=== Supplied entries ===
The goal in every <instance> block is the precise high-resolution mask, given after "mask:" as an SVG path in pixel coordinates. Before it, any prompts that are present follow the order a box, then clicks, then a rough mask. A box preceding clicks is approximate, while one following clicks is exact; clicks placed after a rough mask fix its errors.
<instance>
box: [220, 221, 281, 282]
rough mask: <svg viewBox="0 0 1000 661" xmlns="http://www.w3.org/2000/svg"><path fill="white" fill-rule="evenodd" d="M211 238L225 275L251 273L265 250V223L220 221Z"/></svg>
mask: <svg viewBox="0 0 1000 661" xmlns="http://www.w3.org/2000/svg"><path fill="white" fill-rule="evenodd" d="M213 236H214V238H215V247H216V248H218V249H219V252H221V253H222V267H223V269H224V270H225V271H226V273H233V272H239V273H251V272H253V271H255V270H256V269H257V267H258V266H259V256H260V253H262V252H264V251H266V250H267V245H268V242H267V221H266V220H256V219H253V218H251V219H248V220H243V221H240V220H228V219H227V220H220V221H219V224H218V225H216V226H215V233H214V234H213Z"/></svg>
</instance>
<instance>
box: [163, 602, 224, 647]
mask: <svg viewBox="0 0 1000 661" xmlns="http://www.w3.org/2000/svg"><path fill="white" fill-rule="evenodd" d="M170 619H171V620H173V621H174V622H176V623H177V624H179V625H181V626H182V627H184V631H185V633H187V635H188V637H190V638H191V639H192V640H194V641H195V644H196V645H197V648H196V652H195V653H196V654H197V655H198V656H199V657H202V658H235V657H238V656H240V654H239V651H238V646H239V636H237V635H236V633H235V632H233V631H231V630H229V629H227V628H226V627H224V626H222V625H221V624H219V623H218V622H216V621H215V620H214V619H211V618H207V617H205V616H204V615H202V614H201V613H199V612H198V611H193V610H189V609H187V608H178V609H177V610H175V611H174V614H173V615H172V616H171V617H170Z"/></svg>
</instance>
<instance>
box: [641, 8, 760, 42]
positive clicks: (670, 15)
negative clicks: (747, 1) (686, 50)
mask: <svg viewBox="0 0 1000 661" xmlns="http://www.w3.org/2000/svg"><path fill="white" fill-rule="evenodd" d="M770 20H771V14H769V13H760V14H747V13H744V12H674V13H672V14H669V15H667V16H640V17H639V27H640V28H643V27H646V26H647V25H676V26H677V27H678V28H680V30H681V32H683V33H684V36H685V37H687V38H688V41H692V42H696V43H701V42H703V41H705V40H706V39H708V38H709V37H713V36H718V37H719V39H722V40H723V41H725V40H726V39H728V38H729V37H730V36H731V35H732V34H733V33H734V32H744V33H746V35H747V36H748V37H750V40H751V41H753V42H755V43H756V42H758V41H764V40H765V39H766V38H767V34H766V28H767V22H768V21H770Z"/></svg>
===
Every entry should be output exactly as written, please.

[Reply to the exercise]
The goal in every <instance> block is the precise high-resolution mask, given after "mask:" as an SVG path in pixel coordinates. Before it, any prompts that are present follow the order a box, then clicks, then a rough mask. A box preceding clicks is approximate, while one following clicks is exact; clicks placed after a rough mask fix its errors.
<instance>
box: [220, 221, 281, 282]
rough mask: <svg viewBox="0 0 1000 661" xmlns="http://www.w3.org/2000/svg"><path fill="white" fill-rule="evenodd" d="M211 238L225 275L251 273L265 250V223L220 221Z"/></svg>
mask: <svg viewBox="0 0 1000 661" xmlns="http://www.w3.org/2000/svg"><path fill="white" fill-rule="evenodd" d="M213 236H214V238H215V247H216V248H218V249H219V252H221V253H222V267H223V269H224V270H225V271H226V273H233V272H239V273H251V272H253V271H255V270H256V269H257V267H258V266H259V256H260V253H262V252H264V251H266V250H267V245H268V242H267V221H266V220H256V219H253V218H251V219H248V220H243V221H240V220H228V219H227V220H220V221H219V224H218V225H216V226H215V233H214V234H213Z"/></svg>
</instance>
<instance>
box: [163, 602, 224, 647]
mask: <svg viewBox="0 0 1000 661" xmlns="http://www.w3.org/2000/svg"><path fill="white" fill-rule="evenodd" d="M170 619H171V620H173V621H174V622H176V623H177V624H179V625H181V626H182V627H184V631H185V633H187V635H188V637H190V638H191V639H192V640H194V641H195V644H196V645H197V648H196V652H195V653H196V654H197V655H198V656H199V657H202V658H235V657H238V656H240V654H239V651H238V646H239V636H237V635H236V633H235V632H233V631H231V630H229V629H227V628H226V627H224V626H222V625H221V624H219V623H218V622H216V621H215V620H214V619H211V618H207V617H205V616H204V615H202V614H201V613H199V612H198V611H193V610H189V609H187V608H178V609H177V610H175V611H174V614H173V615H172V616H171V617H170Z"/></svg>
</instance>
<instance>
box: [641, 8, 760, 42]
positive clicks: (670, 15)
negative clicks: (747, 1) (686, 50)
mask: <svg viewBox="0 0 1000 661" xmlns="http://www.w3.org/2000/svg"><path fill="white" fill-rule="evenodd" d="M770 20H771V14H769V13H760V14H747V13H744V12H674V13H672V14H669V15H667V16H640V17H639V27H640V28H643V27H646V26H647V25H676V26H677V27H678V28H680V30H681V32H683V33H684V36H685V37H687V38H688V41H692V42H696V43H701V42H703V41H705V40H706V39H708V38H709V37H713V36H718V37H719V39H722V40H723V41H725V40H726V39H728V38H729V37H730V36H731V35H732V34H733V33H734V32H744V33H746V35H747V36H748V37H750V40H751V41H753V42H755V43H756V42H758V41H764V40H765V39H766V38H767V34H766V28H767V22H768V21H770Z"/></svg>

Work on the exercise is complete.